◆ **WHAT YOU NEED TO DO**
• a. In the article on agentic AI costs, which company is H2O.ai partnering with to deploy on-prem AI factories at customer sites?
• b. Reproduce the article on agentic AI costs word for word from "When ChatGPT landed" to "of an option.".

◆ **TEXT SEGMENT**
•••

Can You Afford to Run Agentic AI in the Cloud?

The emergence of agentic AI is putting fresh pressure on the infrastructure layer. If Nvidia CEO Jensen Huang is correct in his assumptions, demand for accelerated compute will increase by 100x as enterprises deploy AI agents based on reasoning models. Where will customers get the necessary GPUs and servers to run these inference workloads? The cloud is one obvious place, but some warn it could be too expensive.
When ChatGPT landed on the scene in late 2022 and early 2023, there was a Gold Rush mentality, and companies opened up the purse strings to explore different approaches. Much of that exploration was done in the cloud, where the costs for sporadic workloads can be lower. But now as companies zero in on what sort of AI they want to run on a longterm basis–which in many cases will be agentic AI–the cloud doesn’t look as good of an option.
One of the companies helping enterprises to move AI from proof of concept to deployed reality is H2O.ai. a San Francisco-based provider of predictive and generative AI solutions. According to H2O’s founder and CEO, Sri Ambati, its partnership with Dell to deploy on-prem AI factories at customer sites is gaining steam.
“People threw a lot of things in the exploratory phase, and there was unlimited budgets a couple of years ago to do that,” Ambati told BigDATAwire in an interview at GTC 2025 in San Jose this week. “People just starting have that mindset of unlimited budget. But when they go from demos to production, from pilots to production…it’s a long journey.”

•••

◆ **SOURCE INFORMATION**
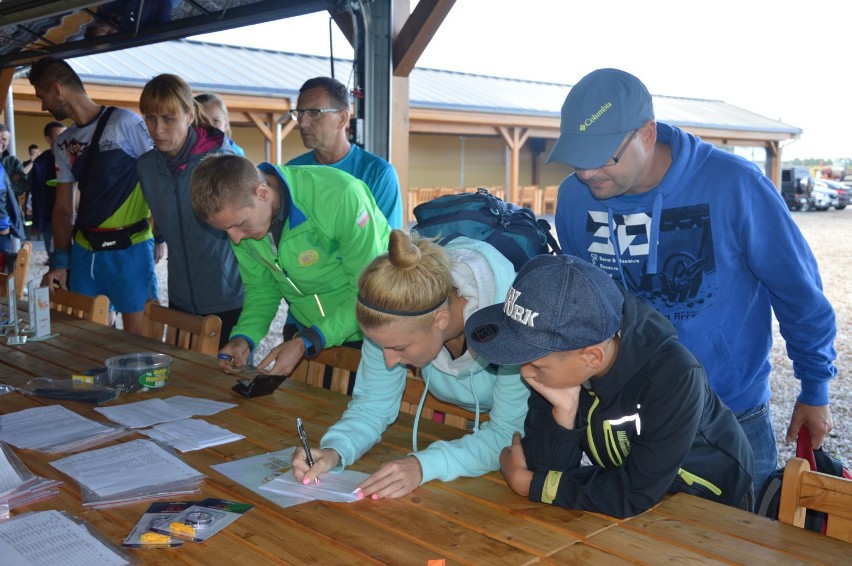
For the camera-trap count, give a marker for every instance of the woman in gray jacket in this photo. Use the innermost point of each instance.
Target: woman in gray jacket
(204, 277)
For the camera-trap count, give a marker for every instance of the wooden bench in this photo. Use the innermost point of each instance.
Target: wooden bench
(803, 489)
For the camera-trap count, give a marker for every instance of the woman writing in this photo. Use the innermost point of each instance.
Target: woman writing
(412, 306)
(204, 277)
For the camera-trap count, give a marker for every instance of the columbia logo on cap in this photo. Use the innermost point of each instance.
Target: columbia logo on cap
(517, 312)
(591, 119)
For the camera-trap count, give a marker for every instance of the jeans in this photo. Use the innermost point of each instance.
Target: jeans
(757, 425)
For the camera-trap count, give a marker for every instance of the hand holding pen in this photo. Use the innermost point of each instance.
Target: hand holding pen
(304, 438)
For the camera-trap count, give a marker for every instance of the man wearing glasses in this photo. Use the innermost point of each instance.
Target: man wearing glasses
(302, 234)
(703, 236)
(322, 112)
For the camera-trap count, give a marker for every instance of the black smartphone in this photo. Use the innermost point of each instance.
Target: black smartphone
(259, 386)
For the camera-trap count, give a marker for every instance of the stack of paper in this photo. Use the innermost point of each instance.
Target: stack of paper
(18, 485)
(54, 429)
(340, 487)
(134, 471)
(191, 434)
(155, 411)
(54, 537)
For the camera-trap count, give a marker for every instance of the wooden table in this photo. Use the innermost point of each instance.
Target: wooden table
(467, 521)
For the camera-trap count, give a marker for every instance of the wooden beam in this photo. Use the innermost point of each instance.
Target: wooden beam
(417, 32)
(344, 23)
(515, 138)
(6, 80)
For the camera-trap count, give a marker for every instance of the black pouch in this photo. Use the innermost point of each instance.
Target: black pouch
(108, 240)
(259, 386)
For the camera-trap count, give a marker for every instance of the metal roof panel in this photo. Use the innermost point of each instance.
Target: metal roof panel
(264, 72)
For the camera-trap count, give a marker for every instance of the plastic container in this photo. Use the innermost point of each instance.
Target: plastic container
(139, 372)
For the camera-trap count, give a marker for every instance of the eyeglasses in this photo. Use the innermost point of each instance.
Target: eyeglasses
(312, 113)
(615, 158)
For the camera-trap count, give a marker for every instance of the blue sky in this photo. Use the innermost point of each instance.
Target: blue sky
(776, 58)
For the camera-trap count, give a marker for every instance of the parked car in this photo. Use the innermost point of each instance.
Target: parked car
(828, 193)
(797, 187)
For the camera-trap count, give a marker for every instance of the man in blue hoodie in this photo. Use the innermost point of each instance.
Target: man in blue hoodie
(704, 237)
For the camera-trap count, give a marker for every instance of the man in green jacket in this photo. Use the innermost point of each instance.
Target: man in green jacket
(303, 234)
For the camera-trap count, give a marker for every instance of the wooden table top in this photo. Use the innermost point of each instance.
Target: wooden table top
(466, 521)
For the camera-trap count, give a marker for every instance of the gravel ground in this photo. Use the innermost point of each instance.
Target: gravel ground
(828, 234)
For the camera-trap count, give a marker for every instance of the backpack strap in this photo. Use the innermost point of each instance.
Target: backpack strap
(551, 241)
(94, 146)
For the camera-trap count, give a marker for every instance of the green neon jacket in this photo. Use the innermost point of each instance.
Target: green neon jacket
(333, 230)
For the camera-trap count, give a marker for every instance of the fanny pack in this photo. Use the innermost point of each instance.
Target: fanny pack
(108, 239)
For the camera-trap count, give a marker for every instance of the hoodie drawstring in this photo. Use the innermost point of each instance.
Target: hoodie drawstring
(613, 239)
(654, 237)
(419, 409)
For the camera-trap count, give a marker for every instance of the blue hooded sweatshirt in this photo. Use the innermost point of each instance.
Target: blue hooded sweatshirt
(713, 248)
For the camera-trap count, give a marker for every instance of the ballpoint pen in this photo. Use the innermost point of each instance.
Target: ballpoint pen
(304, 438)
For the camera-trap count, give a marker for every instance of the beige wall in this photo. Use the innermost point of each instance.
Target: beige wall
(436, 161)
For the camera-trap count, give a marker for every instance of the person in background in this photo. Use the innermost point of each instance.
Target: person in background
(33, 151)
(302, 234)
(5, 222)
(43, 186)
(215, 108)
(13, 166)
(612, 382)
(111, 249)
(412, 306)
(204, 277)
(704, 237)
(322, 112)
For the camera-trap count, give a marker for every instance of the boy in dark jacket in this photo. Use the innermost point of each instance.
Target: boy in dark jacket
(610, 380)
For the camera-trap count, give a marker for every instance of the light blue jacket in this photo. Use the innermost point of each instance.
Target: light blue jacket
(478, 270)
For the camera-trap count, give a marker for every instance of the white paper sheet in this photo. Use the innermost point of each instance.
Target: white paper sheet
(50, 428)
(191, 434)
(197, 406)
(125, 467)
(256, 471)
(144, 413)
(156, 411)
(49, 537)
(340, 487)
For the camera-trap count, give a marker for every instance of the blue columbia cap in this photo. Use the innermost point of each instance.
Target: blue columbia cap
(598, 113)
(556, 304)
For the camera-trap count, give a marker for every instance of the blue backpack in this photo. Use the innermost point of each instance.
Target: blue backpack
(514, 231)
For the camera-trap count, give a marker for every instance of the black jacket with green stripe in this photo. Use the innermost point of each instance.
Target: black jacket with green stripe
(650, 426)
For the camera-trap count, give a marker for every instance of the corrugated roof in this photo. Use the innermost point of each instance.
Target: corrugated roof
(263, 72)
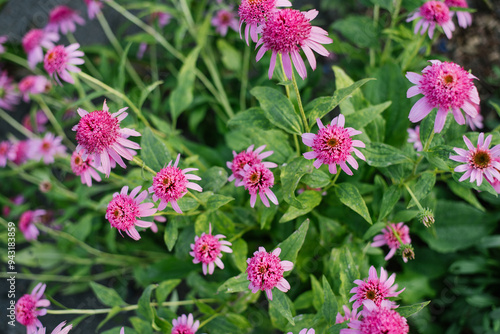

•••

◆ **RESULTS FOR THE EXERCISE**
• a. Dell

• b.
When ChatGPT landed on the scene in late 2022 and early 2023, there was a Gold Rush mentality, and companies opened up the purse strings to explore different approaches. Much of that exploration was done in the cloud, where the costs for sporadic workloads can be lower. But now as companies zero in on what sort of AI they want to run on a longterm basis–which in many cases will be agentic AI–the cloud doesn’t look as good of an option.